YOUR ASSIGNMENT:
What you return should be the entries, unchanged, without their pictures.

MATERIAL FOR THE TASK:
※ ※ ※
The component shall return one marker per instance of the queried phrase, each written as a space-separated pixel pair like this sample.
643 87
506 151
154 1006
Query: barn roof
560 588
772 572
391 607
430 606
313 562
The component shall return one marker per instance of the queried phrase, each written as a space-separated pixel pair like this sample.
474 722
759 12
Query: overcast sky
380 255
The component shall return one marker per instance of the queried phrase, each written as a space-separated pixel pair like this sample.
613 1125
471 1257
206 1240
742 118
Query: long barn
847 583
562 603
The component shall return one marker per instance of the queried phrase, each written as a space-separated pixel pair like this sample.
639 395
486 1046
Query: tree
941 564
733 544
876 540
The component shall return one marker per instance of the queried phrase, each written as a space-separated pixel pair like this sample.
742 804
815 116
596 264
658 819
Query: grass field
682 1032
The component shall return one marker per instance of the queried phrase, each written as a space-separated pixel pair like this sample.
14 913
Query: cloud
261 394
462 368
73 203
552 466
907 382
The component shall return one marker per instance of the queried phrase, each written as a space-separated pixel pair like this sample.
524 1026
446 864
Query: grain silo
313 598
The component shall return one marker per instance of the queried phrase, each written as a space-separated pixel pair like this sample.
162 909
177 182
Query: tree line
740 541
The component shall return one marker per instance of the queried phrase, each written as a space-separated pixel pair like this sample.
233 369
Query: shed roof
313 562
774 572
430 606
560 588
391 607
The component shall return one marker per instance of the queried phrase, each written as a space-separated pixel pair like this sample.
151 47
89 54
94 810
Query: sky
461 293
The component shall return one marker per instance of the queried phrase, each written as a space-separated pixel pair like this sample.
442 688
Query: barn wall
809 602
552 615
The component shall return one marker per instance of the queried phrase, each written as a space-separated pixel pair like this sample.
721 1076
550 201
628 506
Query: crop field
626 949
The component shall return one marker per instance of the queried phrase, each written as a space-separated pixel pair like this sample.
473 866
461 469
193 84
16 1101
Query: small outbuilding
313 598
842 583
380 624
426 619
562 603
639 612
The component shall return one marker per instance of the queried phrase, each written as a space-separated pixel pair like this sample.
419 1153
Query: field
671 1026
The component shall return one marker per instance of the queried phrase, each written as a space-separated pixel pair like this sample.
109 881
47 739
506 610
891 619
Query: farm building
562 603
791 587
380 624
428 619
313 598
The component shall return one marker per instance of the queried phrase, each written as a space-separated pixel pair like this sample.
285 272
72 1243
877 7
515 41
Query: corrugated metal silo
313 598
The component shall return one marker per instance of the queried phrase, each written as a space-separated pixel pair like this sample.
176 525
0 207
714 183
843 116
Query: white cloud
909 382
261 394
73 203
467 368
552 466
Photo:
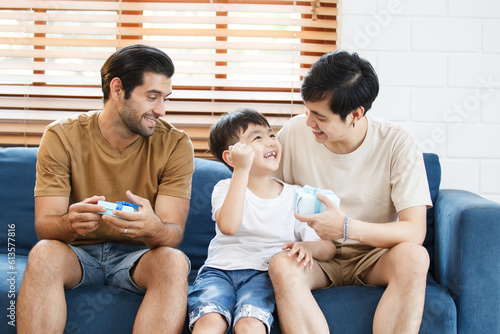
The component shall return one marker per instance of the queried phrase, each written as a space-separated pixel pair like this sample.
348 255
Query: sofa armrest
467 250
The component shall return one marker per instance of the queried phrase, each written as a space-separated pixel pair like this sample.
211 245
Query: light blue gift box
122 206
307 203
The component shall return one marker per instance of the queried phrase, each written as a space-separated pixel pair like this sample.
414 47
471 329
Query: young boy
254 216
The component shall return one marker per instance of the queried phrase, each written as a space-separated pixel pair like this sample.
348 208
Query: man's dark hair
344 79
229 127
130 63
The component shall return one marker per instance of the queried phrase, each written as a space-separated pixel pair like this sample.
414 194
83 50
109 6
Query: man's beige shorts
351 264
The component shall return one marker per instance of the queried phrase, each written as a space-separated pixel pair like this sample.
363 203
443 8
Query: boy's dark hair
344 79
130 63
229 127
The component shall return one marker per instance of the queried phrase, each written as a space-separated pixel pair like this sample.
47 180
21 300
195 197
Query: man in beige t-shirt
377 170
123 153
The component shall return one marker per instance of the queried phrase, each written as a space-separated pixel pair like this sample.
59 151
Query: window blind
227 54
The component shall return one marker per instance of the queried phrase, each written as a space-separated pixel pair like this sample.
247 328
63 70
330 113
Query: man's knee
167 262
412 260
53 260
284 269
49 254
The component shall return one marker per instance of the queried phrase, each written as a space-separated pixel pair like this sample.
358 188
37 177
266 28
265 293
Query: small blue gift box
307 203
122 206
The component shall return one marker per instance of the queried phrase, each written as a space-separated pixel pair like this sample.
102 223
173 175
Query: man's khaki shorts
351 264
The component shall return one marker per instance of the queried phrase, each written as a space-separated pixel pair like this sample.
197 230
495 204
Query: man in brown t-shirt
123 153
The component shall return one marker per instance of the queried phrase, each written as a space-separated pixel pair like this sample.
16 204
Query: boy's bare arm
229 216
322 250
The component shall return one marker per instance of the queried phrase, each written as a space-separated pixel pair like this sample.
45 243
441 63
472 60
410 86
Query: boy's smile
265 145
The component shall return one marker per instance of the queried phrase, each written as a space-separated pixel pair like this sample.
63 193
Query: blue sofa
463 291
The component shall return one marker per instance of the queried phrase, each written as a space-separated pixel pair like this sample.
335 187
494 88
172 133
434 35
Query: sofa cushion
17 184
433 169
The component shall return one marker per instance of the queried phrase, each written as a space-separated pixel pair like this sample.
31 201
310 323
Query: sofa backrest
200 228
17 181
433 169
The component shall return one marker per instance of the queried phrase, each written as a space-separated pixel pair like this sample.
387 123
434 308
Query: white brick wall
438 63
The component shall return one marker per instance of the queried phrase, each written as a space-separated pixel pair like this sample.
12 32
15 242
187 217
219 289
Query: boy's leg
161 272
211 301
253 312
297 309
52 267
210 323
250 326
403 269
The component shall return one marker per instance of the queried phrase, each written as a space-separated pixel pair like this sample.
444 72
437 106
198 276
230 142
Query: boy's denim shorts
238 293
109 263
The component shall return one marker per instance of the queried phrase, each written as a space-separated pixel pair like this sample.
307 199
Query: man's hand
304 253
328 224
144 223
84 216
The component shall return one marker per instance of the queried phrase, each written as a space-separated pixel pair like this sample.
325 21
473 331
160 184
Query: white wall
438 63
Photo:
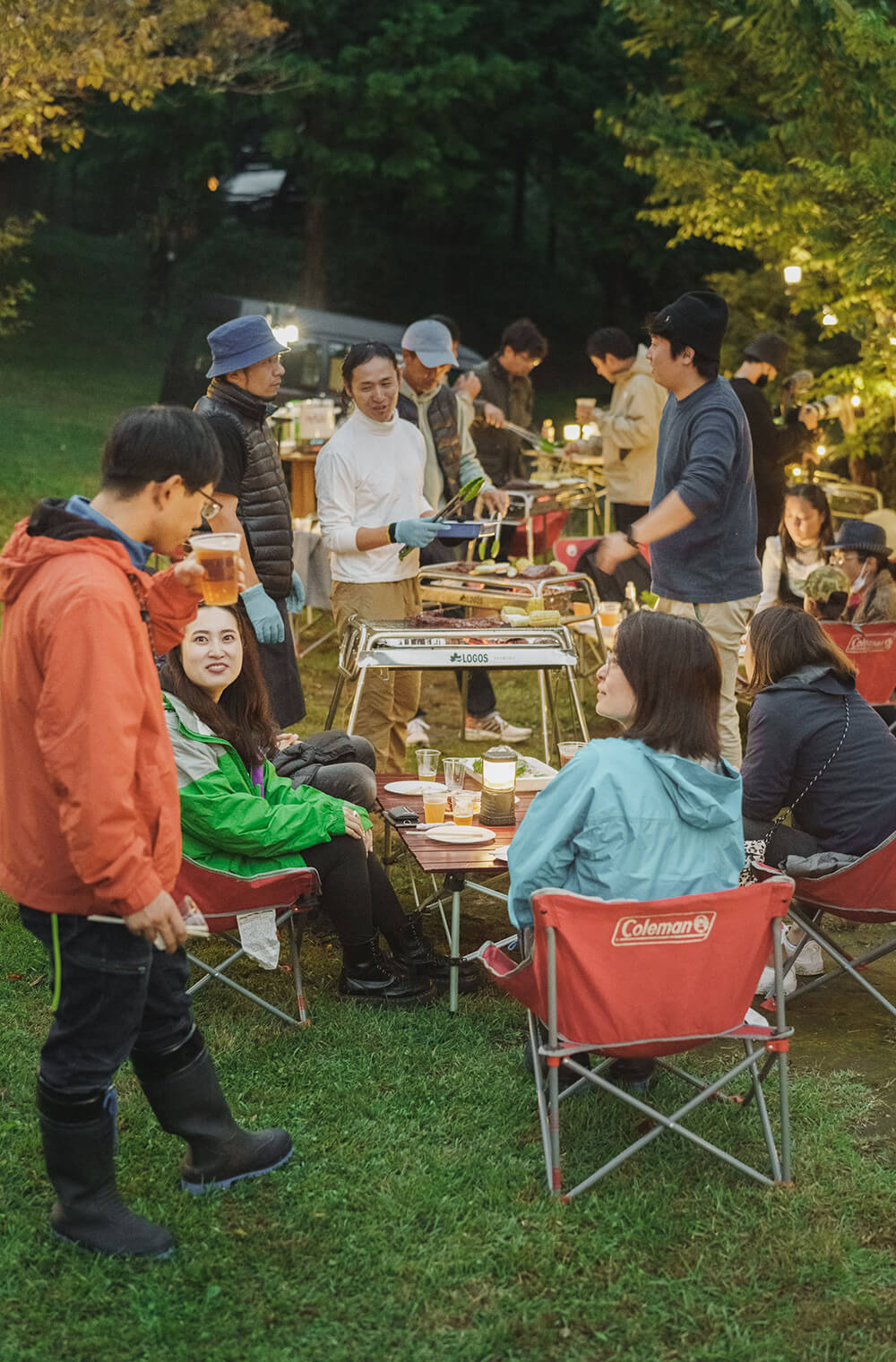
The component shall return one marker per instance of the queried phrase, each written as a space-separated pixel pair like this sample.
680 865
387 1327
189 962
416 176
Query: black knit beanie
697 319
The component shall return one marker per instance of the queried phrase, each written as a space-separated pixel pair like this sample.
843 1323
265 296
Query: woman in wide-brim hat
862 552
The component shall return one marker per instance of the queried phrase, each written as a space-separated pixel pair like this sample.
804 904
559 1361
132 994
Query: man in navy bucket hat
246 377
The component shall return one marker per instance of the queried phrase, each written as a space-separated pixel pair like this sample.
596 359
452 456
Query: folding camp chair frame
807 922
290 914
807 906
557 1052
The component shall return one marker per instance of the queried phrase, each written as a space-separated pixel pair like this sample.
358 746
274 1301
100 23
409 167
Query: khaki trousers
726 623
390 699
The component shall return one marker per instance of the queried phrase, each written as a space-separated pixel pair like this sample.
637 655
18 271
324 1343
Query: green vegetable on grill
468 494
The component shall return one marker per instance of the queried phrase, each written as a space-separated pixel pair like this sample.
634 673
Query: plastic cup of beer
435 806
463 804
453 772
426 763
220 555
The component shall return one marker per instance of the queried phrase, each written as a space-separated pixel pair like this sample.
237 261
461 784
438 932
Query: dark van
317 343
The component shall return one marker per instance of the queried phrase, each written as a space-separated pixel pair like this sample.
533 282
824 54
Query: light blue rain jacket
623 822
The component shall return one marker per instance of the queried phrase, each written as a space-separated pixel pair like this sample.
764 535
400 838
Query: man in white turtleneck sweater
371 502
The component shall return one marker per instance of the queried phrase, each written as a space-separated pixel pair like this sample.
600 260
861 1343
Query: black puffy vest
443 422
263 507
※ ※ ※
WRITTEN SOLUTION:
The component shall return one marker per instance of the queried phrase, each written as a space-separated pixel pair like this sample.
643 87
506 151
154 1006
Query: barn roof
560 588
772 572
391 607
430 606
313 562
The component shall return one marker per instance of the queried phrase, each written as a space-separated pixel pair like this sample.
474 722
759 12
Query: overcast sky
380 255
The component shall return one marker per instance of the queried phrase, each written as a space-separated pixel pair like this sample.
613 1125
471 1257
206 1240
742 118
Query: long barn
847 583
562 603
The component shall return one marker per instance of the queried phrase, each written as a space-separated pixel pair like this sample.
639 395
486 1046
Query: tree
941 564
733 544
876 540
The component shall return one marker per instance of the queried phrase, each written as a space-separated pixel pair like this sample.
742 804
815 116
596 264
658 819
Query: grass field
682 1032
The component shall return one marker per instance of the queried phrase, each written as a space-separated pixel pair like this sample.
14 913
Query: cloud
261 394
462 368
73 203
552 466
907 382
The component shall return one marker per instance of the queried phrase, each written as a space-separated pixel pair like this sample.
524 1026
446 864
Query: grain silo
313 598
The component shall return one marker per instance of the queried phrase, each written as a space-separated pixel pair like this sample.
162 909
177 182
Query: tree line
740 541
The component shall return one marker per instance of the queried phrase, each written as a space-separated pixel pair like this sample.
233 369
Query: shed roof
313 562
774 572
430 606
560 588
391 607
The component shall return one marker per instance of the queried phrase, each written as a space-separated pixel pair like this sample.
151 47
89 54
94 810
Query: sky
461 293
The component shall return one marker per instance of the queried phrase, each written as a space-separated pixel pair like this sample.
442 688
Query: barn wall
809 602
552 615
The component shall return one marker per instance of the queried phrase, each written as a space-separated pixel pair like this sample.
721 1076
550 201
628 506
Query: crop field
626 949
The component shall return one marker per instance of the queried phrase, each written as a space-separated pixel pair like this sample.
473 866
461 469
193 84
16 1101
Query: small outbuilding
313 598
842 583
380 624
426 619
562 603
639 612
The component shall return one marker per instance of the queried phrase, each written as a space-separated pixel pair like this sample.
419 1153
Query: field
671 1026
The component shall return one marker per instance of the queried phrase, each written as a space-separated pixel pair like this sample.
109 881
47 739
506 610
891 619
Query: farm building
562 603
791 587
380 624
428 619
313 598
The component shall return one marker per instance of the queried phrase, each written as a space-separated pixel pair like this sample.
285 272
72 1243
877 7
515 41
Query: corrugated metal silo
313 598
The component shall return one marker per instance of the queried phrase, each written as a space-separated pixel pair like this sample.
176 525
0 207
714 183
843 116
Query: white cloud
909 382
261 394
73 203
467 368
552 466
Photo:
The component shall return one marker per instance of the queried phrase, each written as a space-separated pixel pair like this sample.
348 255
Query: sofa armrest
467 250
The component shall return one marker per instance of the queried phrase, each written as a space-separated pixel pair like this sample.
211 245
Query: light blue gift box
122 206
307 203
The component shall return one marker per instance of the queried phrase, each written as a space-separated pixel pair like this sample.
414 47
471 329
Query: young boy
254 216
The component shall return one marker per instance of the queried phrase, each written as a space-separated pixel pair like this sample.
348 208
Query: man's dark hair
344 79
229 127
130 63
The component shall return one marker per instance of the queried phrase, each written as a space-separated pixel pair like this sample.
414 194
83 50
109 6
Query: man's beige shorts
351 264
The component shall return one marker per instance of the queried phrase, each written as a space-separated pixel pair like this sample.
363 203
443 8
Query: boy's dark hair
344 79
130 63
229 127
The component shall return one marker per instance of the queried phrase, each written as a space-separated pixel pair like this sample.
47 180
21 300
195 197
Query: man in beige t-shirt
377 170
123 153
The component shall return one marker per instance of the queried phrase, each written as a space-separated pixel pair like this sample.
59 151
Query: window blind
227 54
The component shall return one marker per instance of the queried phrase, each written as a space-separated pixel pair like this sample.
247 328
63 70
330 113
Query: man's knee
167 262
412 260
53 260
284 269
49 254
The component shall return one marker per instance of the queried phrase, each written as a space-separated pixel pair like this sample.
358 188
37 177
266 28
265 293
Query: small blue gift box
307 203
122 206
The component shall return one marker per instance of the queried phrase, each written as a space-separated pixel pair like this sample.
102 223
173 175
Query: man's khaki shorts
351 264
The component shall return one marker per instance of the queried phrase, each written as a space-separated pixel pair like this sample.
197 230
495 204
Query: man in brown t-shirt
123 153
The component shall return one marker per instance of the queried phrase, each written as a space-separated pixel pair like this sample.
16 204
Query: boy's bare arm
229 216
322 250
The component shall return one marker per instance of the queried phrase, each written as a space-separated pixel pair like this sample.
45 243
441 63
472 60
410 86
Query: boy's smile
265 145
The component shall return one marker per instance of the queried phrase, each written as a space-separated pixel pair like this sample.
63 193
Query: blue sofa
463 291
The component shall return one marker per instance of the queried phrase, each written as a space-separated pixel pair like this sample.
335 187
494 88
172 133
434 35
Query: sofa cushion
17 184
433 169
The component shall return one marker per instance of the queried phrase, each written as a space-separated pixel pair like this sample.
31 201
310 323
Query: sofa backrest
200 228
17 181
433 169
The component shall return one marker per instance of the queried phrase, each written as a space-separated pixel pair like this sample.
387 123
434 308
Query: white brick wall
438 63
The component shall return one marker per instance of the queried phrase, each written as a space-separated pixel pair like this sample.
12 32
15 242
187 217
219 289
Query: boy's leg
161 272
211 301
253 312
297 309
52 267
210 323
250 326
403 269
The component shall return one marker per instance of the queried phrase, each written as a space-separated pixel pair like this sample.
444 72
437 106
198 276
230 142
Query: boy's denim shorts
238 293
109 263
The component shall return one marker per instance of the queried phrase, each written as a space-separated pixel pair like this sample.
307 199
Query: man's hand
304 253
328 224
144 223
84 216
The component shall return one marker per instance of the queried phrase, each written as a space-separated pixel pair like this sample.
325 21
473 331
160 184
Query: white wall
438 63
Photo:
The component shall return one marker per instance of the queried phrase, each written as a space-separated pixel pair like this sample.
680 865
387 1327
189 962
416 176
Query: black knit beanie
697 319
The component shall return one marker per instance of the queried phrase, each written as a space-separated pixel pair like this sample.
843 1323
265 296
Query: woman in wide-brim hat
862 552
The component shall return one marker per instance of the queried phrase, each written as a space-separated pixel pair like this sample.
804 904
559 1361
132 994
Query: man in navy bucket hat
246 377
The component shall return one marker per instance of the queried phrase, each written as a space-separated pixel pair like this sample.
596 359
452 456
Query: folding camp chair frame
807 922
290 914
807 906
557 1052
The component shall return one marker per instance of the queried phrase, each written as a space-separated pixel pair like this sample.
358 746
274 1301
100 23
409 167
Query: khaki trousers
726 623
390 699
The component shall return one marker per instance of the queried phrase, each written as a space-separated pixel pair like this sample.
637 655
18 271
324 1343
Query: green vegetable on grill
468 494
The component shall return one marker per instance of the queried phrase, each written as a space-separated pixel pair like this sample.
634 673
Query: plastic cup of beer
435 806
463 804
453 772
426 763
220 555
The component shall return one marker per instance of the queried phrase, each written as a space-separated pixel pair like this sample.
237 261
461 784
438 932
Query: dark van
317 343
The component shall return one marker per instance of the queried phrase, each written as a space-separated pixel pair like this sample.
533 282
824 54
Query: light blue rain jacket
623 822
The component shall return one marker per instance of the queried phrase, each written as a space-separated pixel pair like this sample.
764 535
400 838
Query: man in white turtleneck sweater
371 502
The component shall return one marker per instance of the queried phrase, each written as a space-separated pixel pair like this sample.
600 260
861 1343
Query: black puffy vest
443 422
263 507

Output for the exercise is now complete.